**INSTRUCTIONS FOR THE TASK:**
Please render every line of the rows below as a Markdown table with two columns, "Line No." for a running number and "Line Text" for the line itself. Skip blank lines and leave the pictures out.

**DATA LINES:**
********************
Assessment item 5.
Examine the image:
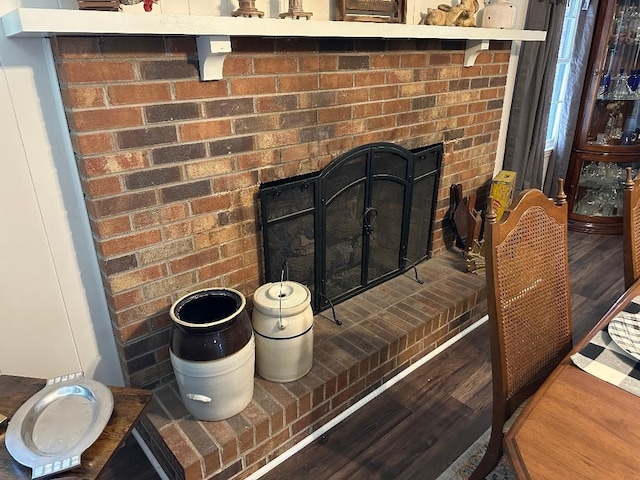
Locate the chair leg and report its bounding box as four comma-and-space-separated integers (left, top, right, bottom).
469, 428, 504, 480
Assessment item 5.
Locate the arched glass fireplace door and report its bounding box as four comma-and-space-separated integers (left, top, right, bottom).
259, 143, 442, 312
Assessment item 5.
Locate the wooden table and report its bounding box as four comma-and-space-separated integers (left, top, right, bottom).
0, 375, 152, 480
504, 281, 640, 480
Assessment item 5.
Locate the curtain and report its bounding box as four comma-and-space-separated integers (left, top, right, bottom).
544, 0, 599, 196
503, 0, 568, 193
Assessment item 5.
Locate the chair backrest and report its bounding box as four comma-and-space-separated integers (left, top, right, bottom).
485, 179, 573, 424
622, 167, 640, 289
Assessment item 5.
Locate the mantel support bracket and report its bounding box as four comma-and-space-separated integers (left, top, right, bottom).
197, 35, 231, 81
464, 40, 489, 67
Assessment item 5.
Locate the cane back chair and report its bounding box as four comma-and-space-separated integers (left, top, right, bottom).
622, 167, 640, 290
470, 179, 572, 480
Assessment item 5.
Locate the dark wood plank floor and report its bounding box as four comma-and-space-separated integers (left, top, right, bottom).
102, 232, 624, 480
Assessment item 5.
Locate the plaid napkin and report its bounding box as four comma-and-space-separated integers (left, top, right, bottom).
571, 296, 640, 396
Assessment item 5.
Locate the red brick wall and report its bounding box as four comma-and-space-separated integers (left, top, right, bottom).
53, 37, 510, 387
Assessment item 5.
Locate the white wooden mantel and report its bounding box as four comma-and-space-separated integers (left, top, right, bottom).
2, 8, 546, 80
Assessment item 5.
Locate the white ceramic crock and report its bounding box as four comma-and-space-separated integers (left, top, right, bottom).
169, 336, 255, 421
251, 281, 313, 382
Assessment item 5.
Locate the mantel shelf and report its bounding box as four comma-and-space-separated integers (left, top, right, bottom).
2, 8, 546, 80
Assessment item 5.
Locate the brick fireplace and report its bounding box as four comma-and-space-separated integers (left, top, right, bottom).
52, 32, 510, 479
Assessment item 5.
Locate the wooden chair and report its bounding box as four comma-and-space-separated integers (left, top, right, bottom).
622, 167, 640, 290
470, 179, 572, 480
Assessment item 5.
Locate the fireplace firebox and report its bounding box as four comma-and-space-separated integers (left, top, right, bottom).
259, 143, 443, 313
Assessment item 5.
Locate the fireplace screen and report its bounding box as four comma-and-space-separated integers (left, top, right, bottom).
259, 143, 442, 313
********************
**OUTPUT FOR THIS TASK:**
| Line No. | Line Text |
|---|---|
| 1 | Assessment item 5. |
| 2 | Examine the image: |
| 3 | Locate the chair leg and report its bounding box as four comma-and-space-separated integers (left, top, right, bottom). |
| 4 | 469, 428, 504, 480 |
| 5 | Assessment item 5. |
| 6 | Locate the arched glass fireplace door and report its bounding box as four comma-and-space-separated integers (left, top, right, bottom). |
| 7 | 259, 143, 442, 312 |
| 8 | Assessment item 5. |
| 9 | Locate the wooden table and report its bounding box as four comma-and-space-separated integers (left, top, right, bottom). |
| 10 | 0, 375, 152, 480 |
| 11 | 504, 281, 640, 480 |
| 12 | Assessment item 5. |
| 13 | Locate the curtain and report its bounding box as four comma-and-space-separated integers (left, top, right, bottom). |
| 14 | 544, 0, 599, 196 |
| 15 | 503, 0, 568, 193 |
| 16 | Assessment item 5. |
| 17 | Locate the chair backrest and report its bounding box as four comma-and-space-separated integers (left, top, right, bottom). |
| 18 | 485, 179, 573, 424 |
| 19 | 622, 167, 640, 289 |
| 20 | Assessment item 5. |
| 21 | Locate the mantel support bracket and report its bounding box as four comma-and-space-separated integers (left, top, right, bottom). |
| 22 | 197, 35, 231, 81 |
| 23 | 464, 40, 489, 67 |
| 24 | Assessment item 5. |
| 25 | Locate the cane back chair and report its bounding box as four comma-and-space-separated integers (left, top, right, bottom). |
| 26 | 622, 167, 640, 290 |
| 27 | 470, 179, 572, 480 |
| 28 | Assessment item 5. |
| 29 | Locate the dark wood plank floor and report its bounding box as four comma-and-space-separated integers (left, top, right, bottom). |
| 30 | 102, 232, 624, 480 |
| 31 | Assessment item 5. |
| 32 | Locate the plaid napkin and report its bounding box as four comma-and-space-separated integers (left, top, right, bottom). |
| 33 | 571, 296, 640, 396 |
| 34 | Assessment item 5. |
| 35 | Locate the red brick wall and report its bounding box as four comma-and-space-separated integers (left, top, right, bottom). |
| 36 | 53, 37, 510, 387 |
| 37 | Assessment item 5. |
| 38 | Locate the white wooden mantel and report its bounding box as four comma-and-space-separated integers (left, top, right, bottom). |
| 39 | 2, 8, 546, 80 |
| 40 | Assessment item 5. |
| 41 | Locate the white ceramic crock and report its bounding box as four comma-and-space-separated integers (left, top, right, bottom). |
| 42 | 169, 336, 255, 421 |
| 43 | 251, 281, 313, 382 |
| 44 | Assessment item 5. |
| 45 | Locate the mantel shelf and report its bounding box as four comma-and-space-separated integers (left, top, right, bottom). |
| 46 | 2, 8, 546, 80 |
| 47 | Assessment item 5. |
| 48 | Locate the brick fireplace and report its bounding box as four comma-and-space-separated integers (left, top, right, bottom). |
| 49 | 52, 32, 510, 479 |
| 50 | Assessment item 5. |
| 51 | Locate the wooden chair and report its bounding box as four comma-and-space-separated integers (left, top, right, bottom). |
| 52 | 622, 167, 640, 290 |
| 53 | 470, 179, 572, 480 |
| 54 | Assessment item 5. |
| 55 | Locate the fireplace firebox and report its bounding box as four comma-and-space-separated integers (left, top, right, bottom). |
| 56 | 259, 143, 443, 313 |
| 57 | Assessment item 5. |
| 58 | Locate the fireplace screen and report its bounding box as four comma-and-space-separated integers (left, top, right, bottom). |
| 59 | 259, 143, 442, 313 |